Problem to work on: Pictures aside, please retype the whole listing word for word.

Segment Start: Data provided

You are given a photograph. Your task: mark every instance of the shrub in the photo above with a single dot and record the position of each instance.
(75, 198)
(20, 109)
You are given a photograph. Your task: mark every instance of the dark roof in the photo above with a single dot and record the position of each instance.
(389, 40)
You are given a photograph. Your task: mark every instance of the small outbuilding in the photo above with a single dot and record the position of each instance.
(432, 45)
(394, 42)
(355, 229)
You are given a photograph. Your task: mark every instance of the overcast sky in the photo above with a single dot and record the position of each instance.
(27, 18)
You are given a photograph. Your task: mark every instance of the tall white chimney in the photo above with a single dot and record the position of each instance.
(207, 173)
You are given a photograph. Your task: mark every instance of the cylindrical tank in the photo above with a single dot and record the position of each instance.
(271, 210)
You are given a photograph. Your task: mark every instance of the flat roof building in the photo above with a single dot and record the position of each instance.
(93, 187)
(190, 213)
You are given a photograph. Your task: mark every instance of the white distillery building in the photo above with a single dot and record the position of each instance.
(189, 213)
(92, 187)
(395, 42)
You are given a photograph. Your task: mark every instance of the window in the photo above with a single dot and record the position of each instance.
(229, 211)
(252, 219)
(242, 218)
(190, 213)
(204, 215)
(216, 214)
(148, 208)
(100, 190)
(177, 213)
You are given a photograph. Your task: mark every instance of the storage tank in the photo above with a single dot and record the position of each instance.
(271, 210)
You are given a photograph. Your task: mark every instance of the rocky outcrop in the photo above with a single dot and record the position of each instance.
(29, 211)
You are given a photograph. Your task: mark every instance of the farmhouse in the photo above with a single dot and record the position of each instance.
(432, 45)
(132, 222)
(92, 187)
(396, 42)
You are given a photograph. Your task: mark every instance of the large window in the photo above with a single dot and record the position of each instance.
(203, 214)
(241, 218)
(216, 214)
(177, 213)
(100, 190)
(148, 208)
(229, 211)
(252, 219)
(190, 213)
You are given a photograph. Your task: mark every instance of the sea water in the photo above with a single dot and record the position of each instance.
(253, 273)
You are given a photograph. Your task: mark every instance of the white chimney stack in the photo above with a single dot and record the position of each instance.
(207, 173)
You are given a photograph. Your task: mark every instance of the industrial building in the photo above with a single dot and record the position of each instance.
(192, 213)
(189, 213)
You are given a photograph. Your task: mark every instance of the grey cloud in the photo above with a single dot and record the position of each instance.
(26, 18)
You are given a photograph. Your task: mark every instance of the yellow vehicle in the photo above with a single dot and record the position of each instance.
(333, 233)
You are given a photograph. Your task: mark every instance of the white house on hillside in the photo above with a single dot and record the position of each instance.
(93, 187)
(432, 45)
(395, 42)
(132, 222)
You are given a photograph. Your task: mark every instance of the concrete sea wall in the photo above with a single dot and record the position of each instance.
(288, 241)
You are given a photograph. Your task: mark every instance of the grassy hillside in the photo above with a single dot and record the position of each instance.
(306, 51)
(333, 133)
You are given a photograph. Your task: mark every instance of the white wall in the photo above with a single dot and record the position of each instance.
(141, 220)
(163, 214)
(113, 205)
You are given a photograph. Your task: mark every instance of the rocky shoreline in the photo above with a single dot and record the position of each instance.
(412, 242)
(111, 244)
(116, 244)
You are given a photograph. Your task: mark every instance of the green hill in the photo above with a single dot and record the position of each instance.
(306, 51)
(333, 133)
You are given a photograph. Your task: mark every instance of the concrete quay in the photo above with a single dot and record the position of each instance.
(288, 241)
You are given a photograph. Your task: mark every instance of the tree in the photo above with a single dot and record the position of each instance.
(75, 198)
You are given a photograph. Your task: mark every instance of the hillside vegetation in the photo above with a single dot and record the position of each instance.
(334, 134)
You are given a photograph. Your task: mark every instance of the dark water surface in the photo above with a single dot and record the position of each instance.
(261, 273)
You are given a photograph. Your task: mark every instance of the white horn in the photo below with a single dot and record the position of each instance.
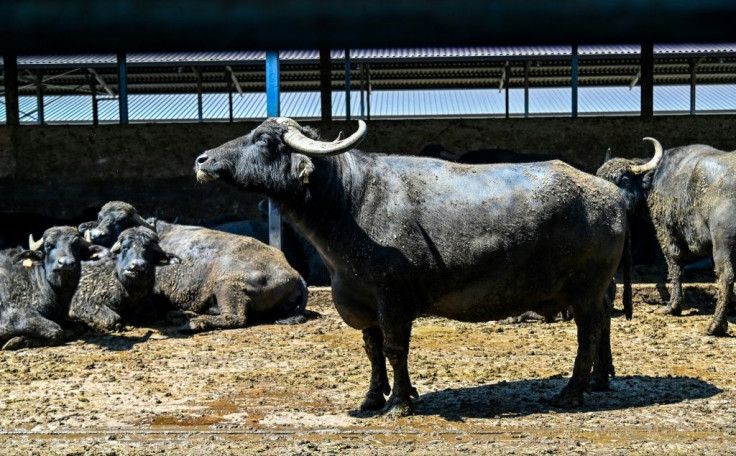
(34, 245)
(651, 164)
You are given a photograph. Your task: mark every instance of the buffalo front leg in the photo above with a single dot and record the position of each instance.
(396, 329)
(674, 277)
(34, 331)
(373, 344)
(723, 258)
(590, 324)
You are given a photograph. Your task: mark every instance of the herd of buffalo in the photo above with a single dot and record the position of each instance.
(401, 237)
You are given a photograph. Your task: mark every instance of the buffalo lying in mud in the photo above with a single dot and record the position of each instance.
(222, 281)
(407, 236)
(690, 195)
(37, 285)
(119, 287)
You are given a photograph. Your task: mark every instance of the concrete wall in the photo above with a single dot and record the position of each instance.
(68, 172)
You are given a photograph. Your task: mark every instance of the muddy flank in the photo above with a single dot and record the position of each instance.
(277, 389)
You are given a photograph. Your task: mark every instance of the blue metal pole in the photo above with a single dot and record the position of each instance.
(273, 109)
(123, 88)
(347, 84)
(574, 81)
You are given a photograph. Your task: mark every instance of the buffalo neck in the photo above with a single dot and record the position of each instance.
(328, 201)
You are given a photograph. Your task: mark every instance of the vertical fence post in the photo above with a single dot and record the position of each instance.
(123, 88)
(273, 109)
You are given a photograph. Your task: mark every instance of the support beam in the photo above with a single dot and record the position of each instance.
(694, 62)
(273, 109)
(39, 97)
(102, 82)
(367, 92)
(527, 68)
(506, 72)
(361, 71)
(198, 77)
(123, 88)
(325, 83)
(91, 77)
(10, 73)
(647, 80)
(234, 78)
(574, 81)
(229, 85)
(347, 84)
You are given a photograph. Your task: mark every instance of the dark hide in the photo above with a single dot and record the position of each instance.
(408, 236)
(691, 199)
(300, 254)
(36, 288)
(119, 288)
(489, 156)
(222, 281)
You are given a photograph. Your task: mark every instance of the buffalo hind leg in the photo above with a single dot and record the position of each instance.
(373, 344)
(232, 305)
(34, 331)
(723, 257)
(674, 277)
(603, 364)
(396, 330)
(590, 321)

Segment End: Data provided

Answer below:
You are given a photograph. Your task: mark every instance of the shrub in the photo above with a single dot and record the position of each instance.
(75, 198)
(20, 109)
You are given a photograph. Your task: mark every instance of the dark roof in the photo above with a single dot and record the position of each instance.
(389, 40)
You are given a photograph. Your task: mark every instance of the small outbuilding in the photo above with a single dot and record the position of each instance.
(432, 45)
(394, 42)
(355, 229)
You are given a photograph. Your task: mark every instance of the overcast sky in the photo above with a single dot and record the position of each instance.
(27, 18)
You are given a photograph. Your task: mark every instance of the tall white chimney in the photo above with a single dot and record the position of each instance.
(207, 173)
You are given a photograph. Your task: mark every instance of the cylindrical tank in the photo above with a single dot and record the position of each instance.
(271, 210)
You are given a photograph. Your task: mark every instance of the flat roof building in the photo above with a single dot and record the position of each instance.
(93, 187)
(190, 213)
You are given a photograph. Your task: mark every instance of the white distillery building in the photo above with a single dot and record the position of each instance.
(189, 213)
(92, 187)
(395, 42)
You are given a photograph. Your task: mark every instance of the window in the photo above with a single dot and record the position of each instance.
(229, 211)
(252, 219)
(242, 218)
(190, 213)
(204, 215)
(216, 214)
(148, 208)
(100, 190)
(177, 213)
You are given a photograph. Your task: mark every instance of the storage tank in the photo above with a single dot and record the position of each instance.
(271, 210)
You are given a photograph. Your task: mark every instance of the rocky outcrop in the photo above with a single dot and record the position of each instance.
(29, 211)
You are given a photograph. Your task: mark every instance of the farmhouse in the photo above with a single dot and record the position of each instance.
(432, 45)
(132, 222)
(92, 187)
(396, 42)
You are given a photograph. Your task: mark every instance of the large window in the photo above with a single dot and record the position of each instance.
(203, 214)
(241, 218)
(216, 214)
(177, 213)
(100, 190)
(148, 208)
(229, 211)
(252, 219)
(190, 213)
You are given a photograph. Your task: mark every instance of the sea water in the photo above with a single dot and record the position of each instance.
(253, 273)
You are given a photograph. Your task: mark every instance of the white chimney stack in the photo above with a single dot and record the position of each instance.
(207, 173)
You are given a photograph. Your task: mark every instance of the industrial building in the photo above with a single dot and record the position of each instance.
(192, 213)
(189, 213)
You are given a photograph. Your task: mark every instance of the grey cloud in the photo above with a single dot and record the position of each instance.
(26, 18)
You are given a photograph. Your task: mark every instance of the yellow vehicle in the photo above with a single dot and record the position of each instance.
(333, 233)
You are given a photograph. Your task: mark every instance of the white house on hillside in the photo above with a single dot and record the position of each instance.
(93, 187)
(432, 45)
(395, 42)
(132, 222)
You are given a photograph. Your task: mark every instance of the concrete sea wall in the photo above with a single dot and record the position of each instance.
(288, 241)
You are given a photograph. Your task: mark every instance of the grassy hillside in the photo above with a single dot and record the position of each instance.
(306, 51)
(333, 133)
You are given a photograph. Your task: mark every instance of the white wall in the photo above with a single dot and record the position of each instance.
(141, 220)
(163, 214)
(113, 205)
You are given a photograph. Your task: mark every instance of the rocky shoreline in the photo above with a single dot and record the position of each instance.
(412, 242)
(111, 244)
(116, 244)
You are given a photograph. Your task: mark every instance of the green hill in the photo above with a single dot and record the position of each instance.
(306, 51)
(333, 133)
You are given a photograph. Your task: mark every instance of the concrete quay in the photo above with a single dot and record the position of each instance.
(288, 241)
You are given a photograph. Your task: mark every instance of the tree in the photo above with a single dot and record the position of each instance.
(75, 198)
You are given a photograph. Your task: mark every instance of the hillside vegetation in the photo above with a single dot and record the position of each instance.
(334, 134)
You are given a photograph. Your task: mark every instance of the dark water surface in the photo above with a single dot and record the position of each instance.
(261, 273)
You are given a photograph. Your task: mark every instance of the white horn in the photo below with a single dot and record the position of each instance.
(34, 245)
(651, 164)
You are given a photograph. Your task: mark every instance of the buffalo front leg in the photo above with a single dot and record the position of each instance.
(396, 329)
(674, 277)
(34, 331)
(373, 344)
(723, 258)
(590, 324)
You are given a photograph. Your task: mark every instance of the herd of buffalo in the photo above with a single dot and record the position of each instance.
(401, 237)
You are given a photograph. Your task: mark every instance of the buffalo lying in mud in the photo above with a single dot and record the position of each instance.
(222, 281)
(407, 236)
(690, 195)
(37, 285)
(119, 287)
You are given a photograph. Your task: mark every instance of the concrete wall in the photo above with a single dot and record the position of each instance.
(68, 172)
You are given a photograph. Your task: mark every instance of the muddy flank in the photo above with a single dot and record the position of each instance.
(277, 389)
You are given a photograph. Your task: mark every instance of the blue metal pole in the photo above with a single dot and record the position of each instance.
(273, 109)
(123, 88)
(347, 84)
(574, 81)
You are given a photograph. Your task: mark every instance of the buffalo neck in the photo above with a single dot and record the position of each instance.
(328, 201)
You are given a photograph. Your task: mark every instance of the vertical fence post in the photo above with a single dot and record the position of each instance.
(123, 88)
(273, 109)
You are given a photograph. Your task: mark every instance of the support beam in the photo above with a single dot and record the position of each instance.
(694, 62)
(273, 109)
(39, 97)
(102, 82)
(367, 92)
(527, 68)
(506, 72)
(361, 71)
(198, 77)
(123, 88)
(325, 83)
(91, 77)
(10, 73)
(647, 80)
(234, 78)
(574, 81)
(229, 85)
(347, 84)
You are given a photograph. Your task: mark every instance of the dark hide in the photo above with a single dot and record the position of each instance.
(408, 236)
(691, 199)
(300, 254)
(36, 288)
(119, 288)
(489, 156)
(222, 281)
You are given a photograph. Your task: mark every instance of the buffalo hind leg in the photo above with a single dot and record the position of each instance.
(373, 344)
(232, 305)
(34, 331)
(723, 257)
(674, 277)
(603, 364)
(396, 330)
(590, 321)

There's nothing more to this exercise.